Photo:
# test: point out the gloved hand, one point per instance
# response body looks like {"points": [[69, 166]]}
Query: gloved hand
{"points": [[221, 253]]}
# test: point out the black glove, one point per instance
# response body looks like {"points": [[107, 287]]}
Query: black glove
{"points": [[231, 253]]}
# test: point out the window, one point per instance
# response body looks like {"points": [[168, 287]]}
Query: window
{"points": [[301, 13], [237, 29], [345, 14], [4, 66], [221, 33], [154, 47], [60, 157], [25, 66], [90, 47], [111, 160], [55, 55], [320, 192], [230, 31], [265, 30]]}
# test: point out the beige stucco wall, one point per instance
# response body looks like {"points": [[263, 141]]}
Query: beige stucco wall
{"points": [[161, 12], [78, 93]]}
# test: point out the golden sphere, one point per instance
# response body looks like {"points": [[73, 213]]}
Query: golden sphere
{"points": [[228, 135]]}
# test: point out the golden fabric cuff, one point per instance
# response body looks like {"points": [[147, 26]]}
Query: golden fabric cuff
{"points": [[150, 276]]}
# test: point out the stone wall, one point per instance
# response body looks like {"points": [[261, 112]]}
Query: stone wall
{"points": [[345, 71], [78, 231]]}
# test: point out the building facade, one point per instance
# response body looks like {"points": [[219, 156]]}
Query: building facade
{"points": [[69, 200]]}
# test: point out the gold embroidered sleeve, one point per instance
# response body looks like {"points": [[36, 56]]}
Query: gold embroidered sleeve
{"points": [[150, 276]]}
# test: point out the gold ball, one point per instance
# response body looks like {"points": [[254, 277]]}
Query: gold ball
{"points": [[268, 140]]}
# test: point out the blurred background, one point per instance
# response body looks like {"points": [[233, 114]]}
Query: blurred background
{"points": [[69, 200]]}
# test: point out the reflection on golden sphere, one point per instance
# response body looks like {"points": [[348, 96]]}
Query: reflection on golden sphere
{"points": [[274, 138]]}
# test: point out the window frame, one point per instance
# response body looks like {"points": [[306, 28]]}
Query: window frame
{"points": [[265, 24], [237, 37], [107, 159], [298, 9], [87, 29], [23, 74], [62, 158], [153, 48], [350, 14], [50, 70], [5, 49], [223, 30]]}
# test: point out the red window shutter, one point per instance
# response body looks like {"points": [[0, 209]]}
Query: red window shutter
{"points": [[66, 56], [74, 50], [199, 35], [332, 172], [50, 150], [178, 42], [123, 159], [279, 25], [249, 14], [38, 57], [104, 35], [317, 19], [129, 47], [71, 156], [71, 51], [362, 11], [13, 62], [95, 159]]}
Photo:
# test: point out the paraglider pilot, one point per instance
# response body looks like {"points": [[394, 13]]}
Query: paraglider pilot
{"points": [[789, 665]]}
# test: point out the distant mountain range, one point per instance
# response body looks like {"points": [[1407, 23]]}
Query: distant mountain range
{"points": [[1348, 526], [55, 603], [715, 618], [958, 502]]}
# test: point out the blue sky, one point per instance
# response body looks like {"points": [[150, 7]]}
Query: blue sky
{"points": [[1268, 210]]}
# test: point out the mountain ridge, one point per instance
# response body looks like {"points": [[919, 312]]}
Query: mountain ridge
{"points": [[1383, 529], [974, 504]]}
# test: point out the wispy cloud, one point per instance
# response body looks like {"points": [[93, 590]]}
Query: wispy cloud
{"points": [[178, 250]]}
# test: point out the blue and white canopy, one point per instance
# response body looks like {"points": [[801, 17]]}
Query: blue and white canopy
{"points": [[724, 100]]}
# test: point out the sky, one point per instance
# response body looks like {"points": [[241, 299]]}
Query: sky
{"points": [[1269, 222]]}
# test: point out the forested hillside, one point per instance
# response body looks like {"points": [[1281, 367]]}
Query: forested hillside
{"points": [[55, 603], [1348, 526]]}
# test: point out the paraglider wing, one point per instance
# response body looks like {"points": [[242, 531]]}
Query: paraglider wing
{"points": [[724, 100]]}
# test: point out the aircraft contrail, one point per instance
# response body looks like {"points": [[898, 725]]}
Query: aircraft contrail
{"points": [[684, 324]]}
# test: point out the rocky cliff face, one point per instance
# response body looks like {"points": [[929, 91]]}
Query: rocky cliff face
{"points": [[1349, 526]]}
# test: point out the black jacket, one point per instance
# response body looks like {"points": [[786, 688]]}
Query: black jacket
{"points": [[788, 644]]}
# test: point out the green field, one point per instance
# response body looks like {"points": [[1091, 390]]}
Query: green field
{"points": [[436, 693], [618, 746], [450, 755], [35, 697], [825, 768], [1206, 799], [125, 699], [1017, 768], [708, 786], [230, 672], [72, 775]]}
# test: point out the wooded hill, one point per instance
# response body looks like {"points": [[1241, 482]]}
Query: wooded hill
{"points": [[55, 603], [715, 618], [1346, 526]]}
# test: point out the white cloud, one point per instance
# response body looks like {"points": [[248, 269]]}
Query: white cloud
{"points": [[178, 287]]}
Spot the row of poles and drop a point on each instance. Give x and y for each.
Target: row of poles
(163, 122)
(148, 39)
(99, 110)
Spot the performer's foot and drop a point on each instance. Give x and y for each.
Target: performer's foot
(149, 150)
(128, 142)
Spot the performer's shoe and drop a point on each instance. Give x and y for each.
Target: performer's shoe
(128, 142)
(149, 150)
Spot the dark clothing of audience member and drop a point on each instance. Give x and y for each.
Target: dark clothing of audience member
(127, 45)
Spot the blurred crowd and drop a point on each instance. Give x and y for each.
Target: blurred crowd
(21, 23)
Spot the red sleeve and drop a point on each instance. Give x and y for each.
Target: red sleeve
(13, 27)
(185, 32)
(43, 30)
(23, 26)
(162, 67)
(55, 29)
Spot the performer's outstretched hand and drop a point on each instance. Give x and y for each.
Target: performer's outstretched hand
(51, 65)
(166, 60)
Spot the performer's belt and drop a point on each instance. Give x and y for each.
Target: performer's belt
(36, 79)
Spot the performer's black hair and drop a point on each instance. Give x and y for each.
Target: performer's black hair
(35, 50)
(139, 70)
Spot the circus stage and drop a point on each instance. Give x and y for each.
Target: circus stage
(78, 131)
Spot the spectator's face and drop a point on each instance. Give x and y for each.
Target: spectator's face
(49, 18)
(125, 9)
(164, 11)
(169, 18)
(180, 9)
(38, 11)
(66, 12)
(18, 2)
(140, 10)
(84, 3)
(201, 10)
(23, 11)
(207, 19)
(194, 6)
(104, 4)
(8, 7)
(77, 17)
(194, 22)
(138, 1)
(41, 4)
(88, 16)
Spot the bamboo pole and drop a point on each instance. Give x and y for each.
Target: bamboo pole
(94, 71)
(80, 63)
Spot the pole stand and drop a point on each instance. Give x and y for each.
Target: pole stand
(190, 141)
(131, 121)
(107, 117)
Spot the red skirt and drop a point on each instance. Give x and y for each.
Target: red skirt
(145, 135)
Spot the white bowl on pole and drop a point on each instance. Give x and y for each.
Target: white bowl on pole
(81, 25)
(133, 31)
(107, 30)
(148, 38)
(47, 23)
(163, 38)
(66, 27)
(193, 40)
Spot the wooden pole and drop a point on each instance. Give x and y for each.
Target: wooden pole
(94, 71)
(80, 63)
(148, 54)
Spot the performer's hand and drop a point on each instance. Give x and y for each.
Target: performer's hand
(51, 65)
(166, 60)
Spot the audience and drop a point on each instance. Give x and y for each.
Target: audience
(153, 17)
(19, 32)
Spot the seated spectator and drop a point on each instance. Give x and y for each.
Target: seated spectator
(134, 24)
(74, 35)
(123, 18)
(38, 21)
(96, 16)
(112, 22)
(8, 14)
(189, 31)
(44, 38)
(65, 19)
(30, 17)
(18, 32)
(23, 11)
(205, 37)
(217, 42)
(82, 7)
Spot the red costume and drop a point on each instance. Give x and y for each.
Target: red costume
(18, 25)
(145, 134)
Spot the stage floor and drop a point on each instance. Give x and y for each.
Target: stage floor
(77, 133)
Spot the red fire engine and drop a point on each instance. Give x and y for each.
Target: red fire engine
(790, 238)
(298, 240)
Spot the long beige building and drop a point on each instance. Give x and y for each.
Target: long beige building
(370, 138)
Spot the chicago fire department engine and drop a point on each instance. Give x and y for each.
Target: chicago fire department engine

——————

▸ Set task: Reproduce everything from the line containing "Spot the wooden" down to the end of the entries, requests included, and multiply each x and y coordinate in the answers by 1.6, rounding to the nearest whole number with halves rounded up. Leave every other number unchanged.

▸ Task result:
Spot the wooden pole and drop a point on each instance. Give x and y for each.
Target: wooden pole
(150, 114)
(128, 101)
(237, 86)
Spot the performer's hand and drop a point on each instance. Give x and y for each.
Target: performer's hand
(82, 104)
(266, 96)
Spot the audience and drop a point on each instance. Give x and y for each.
Target: audience
(245, 27)
(30, 51)
Spot the seated spectator and drop a point on each instance. Give x and y for each.
Target: seated spectator
(214, 38)
(118, 56)
(197, 29)
(61, 34)
(154, 26)
(179, 35)
(13, 22)
(302, 50)
(70, 61)
(104, 30)
(48, 27)
(29, 51)
(37, 18)
(328, 59)
(347, 67)
(131, 11)
Spot the red costume and drop a point on each instance. Give x and y for each.
Target: red costume
(29, 40)
(232, 214)
Spot the stage floor and drop a point on each instance. Give x and y for each.
Target: stage floor
(123, 213)
Spot the red fire engine and drop a point on each instance. Give x and y for each.
Target: red fire engine
(1264, 381)
(477, 384)
Spot the long beige building and drop a point on each instance. Give x and y for each.
Target: long beige building
(592, 221)
Spot the chicago fire department engine and drop a point on each instance. Give x and y for each.
Target: chicago fire department engine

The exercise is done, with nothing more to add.